__ABOUT THIS EXERCISE__:
Looking at the records below, count how many lines contain the string "chandelier". Give that number alone.

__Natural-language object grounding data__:
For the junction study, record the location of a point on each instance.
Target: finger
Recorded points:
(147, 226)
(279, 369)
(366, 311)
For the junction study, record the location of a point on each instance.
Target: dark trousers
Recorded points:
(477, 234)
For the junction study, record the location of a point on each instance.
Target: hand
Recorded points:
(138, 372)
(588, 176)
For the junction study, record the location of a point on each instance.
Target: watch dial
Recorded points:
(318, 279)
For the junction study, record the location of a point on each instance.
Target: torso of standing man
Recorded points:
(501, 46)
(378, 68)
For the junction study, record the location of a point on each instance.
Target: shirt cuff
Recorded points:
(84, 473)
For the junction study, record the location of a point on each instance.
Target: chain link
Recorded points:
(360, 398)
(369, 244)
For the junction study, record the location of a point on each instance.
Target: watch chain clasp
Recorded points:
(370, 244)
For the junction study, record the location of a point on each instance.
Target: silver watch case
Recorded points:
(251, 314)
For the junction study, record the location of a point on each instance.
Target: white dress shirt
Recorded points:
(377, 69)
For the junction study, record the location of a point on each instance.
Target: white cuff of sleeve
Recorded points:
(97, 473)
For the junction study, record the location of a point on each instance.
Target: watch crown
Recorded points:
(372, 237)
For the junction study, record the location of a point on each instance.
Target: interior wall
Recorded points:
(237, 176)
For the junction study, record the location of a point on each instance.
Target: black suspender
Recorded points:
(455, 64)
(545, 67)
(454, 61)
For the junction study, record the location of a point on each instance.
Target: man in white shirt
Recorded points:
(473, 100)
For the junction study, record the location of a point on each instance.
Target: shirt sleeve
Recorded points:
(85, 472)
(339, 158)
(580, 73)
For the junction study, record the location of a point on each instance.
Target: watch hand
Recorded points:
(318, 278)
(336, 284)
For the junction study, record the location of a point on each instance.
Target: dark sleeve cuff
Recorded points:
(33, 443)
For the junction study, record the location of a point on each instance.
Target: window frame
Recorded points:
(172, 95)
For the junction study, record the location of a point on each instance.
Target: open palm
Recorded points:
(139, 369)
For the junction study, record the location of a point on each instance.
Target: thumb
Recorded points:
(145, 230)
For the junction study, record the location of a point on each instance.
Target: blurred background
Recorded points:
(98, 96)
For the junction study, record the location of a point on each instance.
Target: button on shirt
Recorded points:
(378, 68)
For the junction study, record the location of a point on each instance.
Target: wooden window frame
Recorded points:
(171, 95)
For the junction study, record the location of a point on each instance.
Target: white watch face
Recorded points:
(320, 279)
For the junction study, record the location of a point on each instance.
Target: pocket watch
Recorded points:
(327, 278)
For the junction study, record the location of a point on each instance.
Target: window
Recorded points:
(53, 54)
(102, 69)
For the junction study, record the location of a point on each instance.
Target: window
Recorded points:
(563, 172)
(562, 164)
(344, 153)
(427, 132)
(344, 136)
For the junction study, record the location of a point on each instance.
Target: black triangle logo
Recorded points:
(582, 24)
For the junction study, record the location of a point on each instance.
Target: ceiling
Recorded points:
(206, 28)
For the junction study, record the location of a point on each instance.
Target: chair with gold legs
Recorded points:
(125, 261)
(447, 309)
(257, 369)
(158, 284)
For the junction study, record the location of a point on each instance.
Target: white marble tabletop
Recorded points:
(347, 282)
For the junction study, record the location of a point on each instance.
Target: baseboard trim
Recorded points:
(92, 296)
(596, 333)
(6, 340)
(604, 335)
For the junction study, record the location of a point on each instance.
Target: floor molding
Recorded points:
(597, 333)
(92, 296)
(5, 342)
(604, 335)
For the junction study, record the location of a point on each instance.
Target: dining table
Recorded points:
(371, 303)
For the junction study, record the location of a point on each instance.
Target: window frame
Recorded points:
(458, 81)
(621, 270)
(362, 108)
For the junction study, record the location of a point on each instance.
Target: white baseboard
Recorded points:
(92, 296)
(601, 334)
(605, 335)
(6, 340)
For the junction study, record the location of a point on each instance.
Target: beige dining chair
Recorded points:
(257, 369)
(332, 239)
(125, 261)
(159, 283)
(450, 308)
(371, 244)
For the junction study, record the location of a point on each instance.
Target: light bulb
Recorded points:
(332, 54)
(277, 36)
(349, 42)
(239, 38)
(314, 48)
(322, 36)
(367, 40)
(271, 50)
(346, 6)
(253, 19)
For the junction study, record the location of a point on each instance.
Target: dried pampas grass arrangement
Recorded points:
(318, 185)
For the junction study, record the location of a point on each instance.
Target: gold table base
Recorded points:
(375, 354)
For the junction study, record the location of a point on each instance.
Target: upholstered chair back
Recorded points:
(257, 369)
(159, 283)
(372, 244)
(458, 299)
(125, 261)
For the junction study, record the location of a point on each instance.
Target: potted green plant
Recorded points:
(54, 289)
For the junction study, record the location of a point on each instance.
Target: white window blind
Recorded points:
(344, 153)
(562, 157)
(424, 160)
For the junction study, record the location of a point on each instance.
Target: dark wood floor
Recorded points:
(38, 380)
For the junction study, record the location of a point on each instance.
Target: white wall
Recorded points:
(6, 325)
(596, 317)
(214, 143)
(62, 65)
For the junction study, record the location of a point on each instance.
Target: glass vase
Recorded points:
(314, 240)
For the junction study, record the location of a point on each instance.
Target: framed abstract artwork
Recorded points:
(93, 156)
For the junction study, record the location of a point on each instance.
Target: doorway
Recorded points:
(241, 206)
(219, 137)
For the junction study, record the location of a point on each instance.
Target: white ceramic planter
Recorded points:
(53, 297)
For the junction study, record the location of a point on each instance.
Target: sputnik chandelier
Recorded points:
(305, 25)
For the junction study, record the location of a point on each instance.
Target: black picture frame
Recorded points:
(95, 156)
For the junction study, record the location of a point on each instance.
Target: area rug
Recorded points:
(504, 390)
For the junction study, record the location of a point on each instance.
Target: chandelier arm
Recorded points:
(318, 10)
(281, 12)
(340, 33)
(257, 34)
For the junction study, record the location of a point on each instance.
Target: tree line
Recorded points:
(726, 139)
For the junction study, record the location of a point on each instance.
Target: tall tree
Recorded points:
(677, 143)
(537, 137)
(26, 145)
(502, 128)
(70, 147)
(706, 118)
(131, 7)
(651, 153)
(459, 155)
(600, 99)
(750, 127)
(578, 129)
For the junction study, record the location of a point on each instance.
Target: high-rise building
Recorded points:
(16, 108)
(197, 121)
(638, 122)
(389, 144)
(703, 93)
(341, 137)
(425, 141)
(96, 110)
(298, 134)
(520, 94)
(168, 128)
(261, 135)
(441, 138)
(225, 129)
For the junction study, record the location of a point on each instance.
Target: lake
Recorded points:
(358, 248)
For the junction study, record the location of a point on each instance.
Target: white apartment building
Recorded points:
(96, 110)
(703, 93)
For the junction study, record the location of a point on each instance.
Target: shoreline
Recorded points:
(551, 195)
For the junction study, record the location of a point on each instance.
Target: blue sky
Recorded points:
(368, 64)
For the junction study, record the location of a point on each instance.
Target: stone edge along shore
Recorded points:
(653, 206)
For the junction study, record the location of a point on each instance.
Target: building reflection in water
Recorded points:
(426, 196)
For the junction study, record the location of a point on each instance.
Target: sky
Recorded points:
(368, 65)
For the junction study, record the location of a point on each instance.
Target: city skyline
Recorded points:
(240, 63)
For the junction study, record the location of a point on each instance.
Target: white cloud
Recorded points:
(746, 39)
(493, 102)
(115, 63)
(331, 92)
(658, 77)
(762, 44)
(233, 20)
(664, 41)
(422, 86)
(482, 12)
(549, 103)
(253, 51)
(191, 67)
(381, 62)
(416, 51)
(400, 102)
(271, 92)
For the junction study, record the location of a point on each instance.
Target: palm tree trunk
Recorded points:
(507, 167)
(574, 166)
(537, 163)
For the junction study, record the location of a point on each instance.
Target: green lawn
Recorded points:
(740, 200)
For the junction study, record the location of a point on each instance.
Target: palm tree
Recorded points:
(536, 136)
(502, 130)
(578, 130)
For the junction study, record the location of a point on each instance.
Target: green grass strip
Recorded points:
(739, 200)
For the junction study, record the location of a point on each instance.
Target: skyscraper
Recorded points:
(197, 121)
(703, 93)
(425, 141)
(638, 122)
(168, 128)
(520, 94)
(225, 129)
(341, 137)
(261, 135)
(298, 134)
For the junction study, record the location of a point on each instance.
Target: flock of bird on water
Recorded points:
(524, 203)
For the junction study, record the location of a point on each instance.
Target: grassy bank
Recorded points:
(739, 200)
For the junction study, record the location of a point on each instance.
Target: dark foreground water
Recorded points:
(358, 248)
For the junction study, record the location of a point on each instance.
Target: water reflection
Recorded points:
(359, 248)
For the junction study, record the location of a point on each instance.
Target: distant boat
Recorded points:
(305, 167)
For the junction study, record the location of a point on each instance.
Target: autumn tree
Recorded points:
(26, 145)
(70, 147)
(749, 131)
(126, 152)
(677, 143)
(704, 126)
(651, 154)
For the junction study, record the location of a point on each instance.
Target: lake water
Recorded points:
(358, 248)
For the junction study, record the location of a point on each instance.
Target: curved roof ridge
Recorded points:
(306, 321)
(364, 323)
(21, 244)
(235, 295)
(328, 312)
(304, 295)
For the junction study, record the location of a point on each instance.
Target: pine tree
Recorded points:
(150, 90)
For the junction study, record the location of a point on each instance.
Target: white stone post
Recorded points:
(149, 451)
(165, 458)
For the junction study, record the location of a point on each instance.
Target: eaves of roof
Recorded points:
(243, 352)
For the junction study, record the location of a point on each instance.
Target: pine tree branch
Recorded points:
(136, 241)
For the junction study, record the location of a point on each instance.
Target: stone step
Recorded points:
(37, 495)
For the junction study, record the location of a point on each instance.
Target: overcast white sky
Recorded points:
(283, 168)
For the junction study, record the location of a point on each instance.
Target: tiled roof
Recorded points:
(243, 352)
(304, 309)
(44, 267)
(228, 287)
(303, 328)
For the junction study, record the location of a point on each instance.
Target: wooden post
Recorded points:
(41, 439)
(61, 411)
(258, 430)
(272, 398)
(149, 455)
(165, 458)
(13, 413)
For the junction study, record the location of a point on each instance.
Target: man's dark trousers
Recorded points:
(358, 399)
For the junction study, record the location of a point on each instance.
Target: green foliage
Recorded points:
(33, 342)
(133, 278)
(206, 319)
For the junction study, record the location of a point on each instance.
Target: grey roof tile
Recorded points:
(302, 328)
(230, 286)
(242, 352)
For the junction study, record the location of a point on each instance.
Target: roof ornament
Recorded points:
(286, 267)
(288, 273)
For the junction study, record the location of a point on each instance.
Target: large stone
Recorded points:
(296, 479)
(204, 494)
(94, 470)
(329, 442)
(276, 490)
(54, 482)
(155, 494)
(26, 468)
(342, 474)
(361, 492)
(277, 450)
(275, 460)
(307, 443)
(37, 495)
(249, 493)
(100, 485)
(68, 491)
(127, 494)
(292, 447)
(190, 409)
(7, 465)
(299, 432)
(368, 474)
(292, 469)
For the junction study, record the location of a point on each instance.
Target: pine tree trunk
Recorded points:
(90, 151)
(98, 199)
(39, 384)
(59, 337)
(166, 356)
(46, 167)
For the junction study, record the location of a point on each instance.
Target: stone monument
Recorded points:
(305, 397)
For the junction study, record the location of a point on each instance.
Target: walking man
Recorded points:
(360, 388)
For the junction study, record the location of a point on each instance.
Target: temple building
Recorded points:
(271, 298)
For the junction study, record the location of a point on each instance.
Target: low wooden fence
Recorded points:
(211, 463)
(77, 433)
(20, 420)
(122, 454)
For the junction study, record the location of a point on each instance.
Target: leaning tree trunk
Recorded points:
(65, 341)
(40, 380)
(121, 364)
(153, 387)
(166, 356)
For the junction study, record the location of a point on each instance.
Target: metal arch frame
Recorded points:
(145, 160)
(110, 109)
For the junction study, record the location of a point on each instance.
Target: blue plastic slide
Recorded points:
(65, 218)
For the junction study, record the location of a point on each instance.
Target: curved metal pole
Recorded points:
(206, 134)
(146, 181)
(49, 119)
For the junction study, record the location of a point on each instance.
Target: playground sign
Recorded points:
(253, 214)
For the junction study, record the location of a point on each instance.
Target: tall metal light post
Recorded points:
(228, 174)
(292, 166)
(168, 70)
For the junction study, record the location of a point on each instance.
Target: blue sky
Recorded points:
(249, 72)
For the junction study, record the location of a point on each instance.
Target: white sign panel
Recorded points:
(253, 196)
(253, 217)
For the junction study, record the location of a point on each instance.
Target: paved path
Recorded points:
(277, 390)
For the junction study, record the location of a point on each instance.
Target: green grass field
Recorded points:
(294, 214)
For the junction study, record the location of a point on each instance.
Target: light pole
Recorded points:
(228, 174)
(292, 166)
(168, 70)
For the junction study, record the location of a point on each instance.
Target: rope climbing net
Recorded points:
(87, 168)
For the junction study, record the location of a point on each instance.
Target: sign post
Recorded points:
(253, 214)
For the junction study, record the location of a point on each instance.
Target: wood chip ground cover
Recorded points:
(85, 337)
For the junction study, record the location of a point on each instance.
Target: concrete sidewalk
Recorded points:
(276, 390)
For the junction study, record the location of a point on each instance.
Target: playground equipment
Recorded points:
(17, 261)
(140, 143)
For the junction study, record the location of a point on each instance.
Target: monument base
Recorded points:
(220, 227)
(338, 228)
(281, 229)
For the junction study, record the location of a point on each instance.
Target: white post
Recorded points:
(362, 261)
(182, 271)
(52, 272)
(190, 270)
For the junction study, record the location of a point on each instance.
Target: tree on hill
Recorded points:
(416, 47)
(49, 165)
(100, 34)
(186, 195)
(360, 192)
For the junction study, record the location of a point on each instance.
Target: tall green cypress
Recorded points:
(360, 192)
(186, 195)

__RESPONSE TO THE TASK__:
2